TASK TO COMPLETE: Rewrite the lines below with every "SHOULD" swapped for "MUST", leaving everything else as it is.

STORED DATA:
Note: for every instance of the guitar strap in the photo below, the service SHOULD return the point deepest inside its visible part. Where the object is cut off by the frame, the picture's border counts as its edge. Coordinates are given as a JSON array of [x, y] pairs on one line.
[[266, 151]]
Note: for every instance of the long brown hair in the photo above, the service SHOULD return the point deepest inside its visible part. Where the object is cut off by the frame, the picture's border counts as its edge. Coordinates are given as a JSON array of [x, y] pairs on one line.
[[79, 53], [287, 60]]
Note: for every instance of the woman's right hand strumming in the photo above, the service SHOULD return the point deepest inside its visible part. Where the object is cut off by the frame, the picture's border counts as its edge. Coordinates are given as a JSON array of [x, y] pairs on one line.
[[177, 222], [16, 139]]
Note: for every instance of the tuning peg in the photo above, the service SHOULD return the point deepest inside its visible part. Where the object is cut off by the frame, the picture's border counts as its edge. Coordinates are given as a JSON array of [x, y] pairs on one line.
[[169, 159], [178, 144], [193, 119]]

SOLVED PROBLEM:
Note: for every instance of the guitar strap in the photo below, the service MUST return the point deepest inside its visible part. Where the object is cut off by the frame, the picture's border counts as its edge. Coordinates are given as a JSON array of [x, y] pairs on one line.
[[266, 151]]
Note: for every instance of the long brown hair in the photo above, the service MUST return the point deepest inside its visible part. Where the object is cut off by the frame, the picture's border counts as its edge. Coordinates are given as a JSON array of [x, y] pairs on one line.
[[79, 53], [287, 60]]
Note: for every instance of the woman's right hand strumming in the photo above, the service MUST return the point deepest inside its visible part. Where the object is cut off by the frame, the picture's border counts as its edge. Coordinates are given as a JSON array of [x, y] pairs on one line.
[[177, 222], [16, 139]]
Note: for every instance of the tuning peg in the photo above, the service MUST return the point deepest inside its visible part. Where the object is cut off by the frame, the picture's border counts as its edge. Coordinates are given as a JSON array of [x, y] pairs on one line.
[[169, 159], [178, 144], [193, 119]]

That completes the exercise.